DESCRIPTION OF THE TASK >> Copy exactly the lines from the "Q: Locate the fallen" line to the end, both included, and nothing else.

LISTING >>
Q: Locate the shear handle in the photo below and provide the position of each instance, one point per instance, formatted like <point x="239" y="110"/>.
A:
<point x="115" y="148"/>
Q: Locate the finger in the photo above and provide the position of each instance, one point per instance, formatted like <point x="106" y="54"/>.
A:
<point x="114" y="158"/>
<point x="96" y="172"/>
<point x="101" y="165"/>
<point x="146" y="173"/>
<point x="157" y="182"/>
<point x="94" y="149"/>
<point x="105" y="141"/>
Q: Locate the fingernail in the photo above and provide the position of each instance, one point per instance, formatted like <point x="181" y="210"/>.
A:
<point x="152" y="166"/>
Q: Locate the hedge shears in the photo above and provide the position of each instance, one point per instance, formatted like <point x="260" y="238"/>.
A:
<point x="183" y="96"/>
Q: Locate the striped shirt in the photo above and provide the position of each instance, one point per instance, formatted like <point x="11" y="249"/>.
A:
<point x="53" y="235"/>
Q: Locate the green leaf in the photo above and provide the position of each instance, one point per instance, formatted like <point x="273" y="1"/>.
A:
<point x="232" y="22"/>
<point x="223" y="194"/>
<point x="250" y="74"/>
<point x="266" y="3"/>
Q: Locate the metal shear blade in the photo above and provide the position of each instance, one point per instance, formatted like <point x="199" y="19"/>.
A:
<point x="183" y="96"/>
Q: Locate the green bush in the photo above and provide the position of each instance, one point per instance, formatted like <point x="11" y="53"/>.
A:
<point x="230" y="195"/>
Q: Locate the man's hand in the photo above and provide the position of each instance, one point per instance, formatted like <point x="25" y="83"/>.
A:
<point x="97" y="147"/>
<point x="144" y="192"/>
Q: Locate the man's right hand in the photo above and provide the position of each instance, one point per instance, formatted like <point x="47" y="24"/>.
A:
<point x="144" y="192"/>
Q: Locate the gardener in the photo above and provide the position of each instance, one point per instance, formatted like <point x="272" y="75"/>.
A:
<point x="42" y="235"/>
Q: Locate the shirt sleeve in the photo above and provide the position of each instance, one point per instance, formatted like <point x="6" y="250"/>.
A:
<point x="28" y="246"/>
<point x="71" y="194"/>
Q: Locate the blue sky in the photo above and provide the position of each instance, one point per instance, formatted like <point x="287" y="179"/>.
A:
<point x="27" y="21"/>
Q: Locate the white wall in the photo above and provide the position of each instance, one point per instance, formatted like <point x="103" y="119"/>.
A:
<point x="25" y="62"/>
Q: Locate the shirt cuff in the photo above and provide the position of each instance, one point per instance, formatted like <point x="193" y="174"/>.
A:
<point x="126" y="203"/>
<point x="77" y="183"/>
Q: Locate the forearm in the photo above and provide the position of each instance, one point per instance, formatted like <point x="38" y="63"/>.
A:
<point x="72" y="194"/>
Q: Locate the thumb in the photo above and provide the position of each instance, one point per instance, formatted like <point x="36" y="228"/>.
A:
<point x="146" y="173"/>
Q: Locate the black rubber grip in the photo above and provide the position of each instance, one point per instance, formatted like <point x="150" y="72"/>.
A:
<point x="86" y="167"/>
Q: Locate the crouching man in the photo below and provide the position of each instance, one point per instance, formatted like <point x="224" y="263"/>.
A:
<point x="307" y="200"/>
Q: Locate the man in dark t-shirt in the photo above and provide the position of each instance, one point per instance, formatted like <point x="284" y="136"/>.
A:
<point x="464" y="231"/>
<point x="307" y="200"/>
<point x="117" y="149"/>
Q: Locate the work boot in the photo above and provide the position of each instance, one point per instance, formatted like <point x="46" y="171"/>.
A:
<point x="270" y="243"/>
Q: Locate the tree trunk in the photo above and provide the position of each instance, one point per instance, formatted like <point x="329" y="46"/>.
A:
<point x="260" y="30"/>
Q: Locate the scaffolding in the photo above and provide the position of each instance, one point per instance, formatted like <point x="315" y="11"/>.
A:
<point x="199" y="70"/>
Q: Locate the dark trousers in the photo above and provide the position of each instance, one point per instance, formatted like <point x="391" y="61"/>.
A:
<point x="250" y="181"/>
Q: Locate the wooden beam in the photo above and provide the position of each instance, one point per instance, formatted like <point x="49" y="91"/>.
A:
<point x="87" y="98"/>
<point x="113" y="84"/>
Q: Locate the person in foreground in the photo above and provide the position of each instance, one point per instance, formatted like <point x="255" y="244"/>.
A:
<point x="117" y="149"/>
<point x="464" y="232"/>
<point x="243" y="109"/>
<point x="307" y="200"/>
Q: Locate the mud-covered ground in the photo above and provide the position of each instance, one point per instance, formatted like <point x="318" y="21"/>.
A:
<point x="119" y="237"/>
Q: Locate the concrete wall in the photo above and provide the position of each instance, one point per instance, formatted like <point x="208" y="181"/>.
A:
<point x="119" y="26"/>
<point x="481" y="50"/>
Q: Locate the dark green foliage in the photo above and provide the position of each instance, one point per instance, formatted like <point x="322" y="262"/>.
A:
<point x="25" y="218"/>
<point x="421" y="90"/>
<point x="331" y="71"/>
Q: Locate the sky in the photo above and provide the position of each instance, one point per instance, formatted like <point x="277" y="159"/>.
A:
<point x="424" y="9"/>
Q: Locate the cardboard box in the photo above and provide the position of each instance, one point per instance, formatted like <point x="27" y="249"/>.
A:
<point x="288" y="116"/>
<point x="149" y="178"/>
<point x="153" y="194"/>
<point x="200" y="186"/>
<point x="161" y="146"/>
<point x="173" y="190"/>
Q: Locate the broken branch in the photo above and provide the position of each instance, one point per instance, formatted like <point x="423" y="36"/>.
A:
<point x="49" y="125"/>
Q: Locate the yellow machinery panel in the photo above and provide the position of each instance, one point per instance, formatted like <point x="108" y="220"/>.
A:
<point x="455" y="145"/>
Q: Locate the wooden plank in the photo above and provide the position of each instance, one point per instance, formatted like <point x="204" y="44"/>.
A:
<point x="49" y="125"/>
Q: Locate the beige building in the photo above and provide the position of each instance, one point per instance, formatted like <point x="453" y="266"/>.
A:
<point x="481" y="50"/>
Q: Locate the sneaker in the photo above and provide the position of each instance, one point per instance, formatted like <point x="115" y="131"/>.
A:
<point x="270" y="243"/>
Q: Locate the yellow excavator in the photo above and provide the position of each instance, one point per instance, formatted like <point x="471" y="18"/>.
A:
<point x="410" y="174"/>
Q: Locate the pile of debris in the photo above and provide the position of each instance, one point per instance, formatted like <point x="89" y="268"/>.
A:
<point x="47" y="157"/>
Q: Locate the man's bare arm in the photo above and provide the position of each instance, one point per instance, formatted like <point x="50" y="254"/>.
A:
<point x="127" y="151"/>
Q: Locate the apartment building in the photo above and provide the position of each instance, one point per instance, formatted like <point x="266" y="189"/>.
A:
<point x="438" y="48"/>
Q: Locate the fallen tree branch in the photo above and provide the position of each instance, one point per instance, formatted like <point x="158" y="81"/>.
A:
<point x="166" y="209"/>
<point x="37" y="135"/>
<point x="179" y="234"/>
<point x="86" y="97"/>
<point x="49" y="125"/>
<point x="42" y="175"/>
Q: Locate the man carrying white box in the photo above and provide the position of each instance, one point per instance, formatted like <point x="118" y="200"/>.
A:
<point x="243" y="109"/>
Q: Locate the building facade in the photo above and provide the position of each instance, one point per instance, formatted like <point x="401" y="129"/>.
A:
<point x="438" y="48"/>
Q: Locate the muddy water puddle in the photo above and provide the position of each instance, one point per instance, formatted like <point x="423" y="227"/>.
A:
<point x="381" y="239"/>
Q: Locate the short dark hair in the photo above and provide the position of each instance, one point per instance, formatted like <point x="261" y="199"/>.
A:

TASK ANSWER >>
Q: Locate the fallen tree branch in the photo above and provide the position of each instance, one point per instance, formatted like <point x="158" y="81"/>.
A:
<point x="166" y="209"/>
<point x="37" y="135"/>
<point x="179" y="234"/>
<point x="86" y="97"/>
<point x="49" y="125"/>
<point x="42" y="175"/>
Q: Locate the man carrying white box in the photo above and provide the position of each instance, one point per instance, formatted like <point x="118" y="200"/>.
A:
<point x="243" y="109"/>
Q: Locate the building facade in the photo above and provide the position of each instance, one point per instance, formatted like <point x="401" y="129"/>.
A:
<point x="438" y="48"/>
Q: Locate the muddy water puddle in the photo above and provide the position of each instance, one point per instance, formatted like <point x="423" y="227"/>.
A:
<point x="381" y="239"/>
Q: Locate the short dark hair in the photo above and provide the position of each instance, one point per instance, formatted like <point x="261" y="199"/>.
A:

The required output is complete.